Passage fourni>

Le projet du nouveau code des investissements en cours de préparation par le ministère du Développement, de l’Investissement et de la Coopération internationale, pour le moins controversé, a suscité des critiques virulentes de nombre d’experts économiques et même de la part des représentants du parti majoritaire au gouvernement.
Chokri Ben Amara du parti Nidaa estime, alors qu’il s’exprimait sur les ondes de radio Cap FM, samedi 10 octobre 2015, que ce code est inapproprié au contexte actuel par lequel passe la Tunisie et même lourd de conséquences sur les équilibres économiques de notre pays: «Depuis mai dernier, nous n’arrêtons pas d’entendre parler de différentes versions du code mais nous n’avons rien reçu de définitif à ce jour, et pire encore nous ne sommes pas consultés sur les changements, si changements il y a, tout comme nous n’avons pas l’impression que nos observations sont prises en compte alors que ce code est déterminent pour la relance économique du pays».
La Tunisie peut-elle, en l’état actuel des choses, se payer le risque de supprimer le régime totalement exportateur?
«Pour le présent projet du code d’investissement, l’exportation n’est plus un objectif, le régime totalement exportateur -existant depuis plus de 43 ans-, est supprimé; cela va bien au-delà de la taxation à 10% déjà contestée (et qui ne rapportera en 2015 que 65 millions de dinars, chiffre insignifiant au regard des enjeux). Le mot exportation n’a pas été mentionné une seule fois dans ce projet de code. Est-ce normal?»
C’est grâce à la «loi 72», promulguée du temps de feu Hédi Nouira, que la Tunisie a pu attirer les Investissements directs étrangers (IDE) en grand nombre. Ce qui a permis de créer des centaines de milliers d’emplois.

Travail demandé>
Extraire du passage sur le code des investissements le segment allant de « La Tunisie peut-elle, en » à « de milliers d’emplois. », sans aucune modification. Aucune des données n'est requise pour ce travail.

Données fournies>

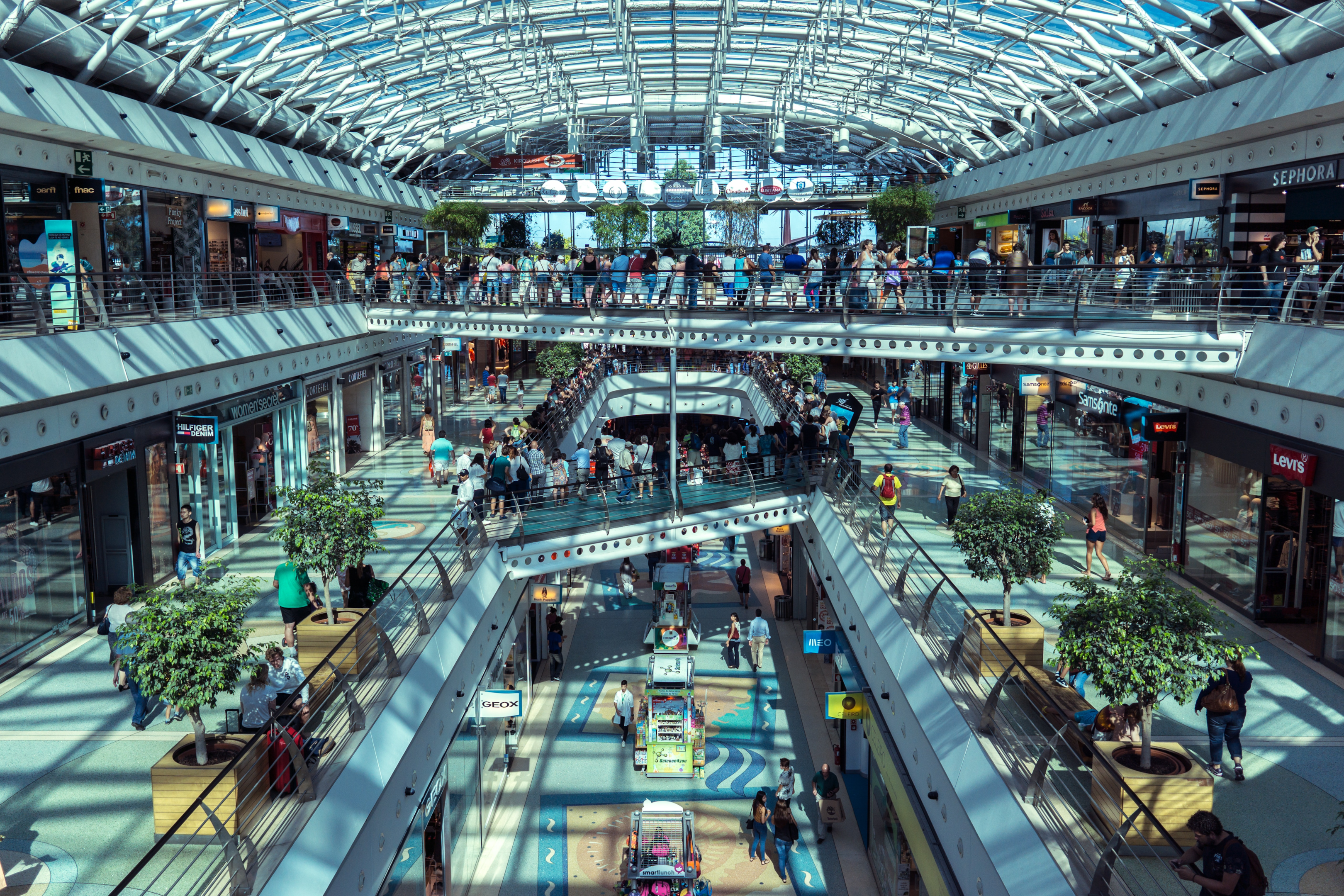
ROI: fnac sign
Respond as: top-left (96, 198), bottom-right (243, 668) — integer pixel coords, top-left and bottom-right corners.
top-left (1269, 445), bottom-right (1316, 486)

Résultat obtenu>
La Tunisie peut-elle, en l’état actuel des choses, se payer le risque de supprimer le régime totalement exportateur?
«Pour le présent projet du code d’investissement, l’exportation n’est plus un objectif, le régime totalement exportateur -existant depuis plus de 43 ans-, est supprimé; cela va bien au-delà de la taxation à 10% déjà contestée (et qui ne rapportera en 2015 que 65 millions de dinars, chiffre insignifiant au regard des enjeux). Le mot exportation n’a pas été mentionné une seule fois dans ce projet de code. Est-ce normal?»
C’est grâce à la «loi 72», promulguée du temps de feu Hédi Nouira, que la Tunisie a pu attirer les Investissements directs étrangers (IDE) en grand nombre. Ce qui a permis de créer des centaines de milliers d’emplois.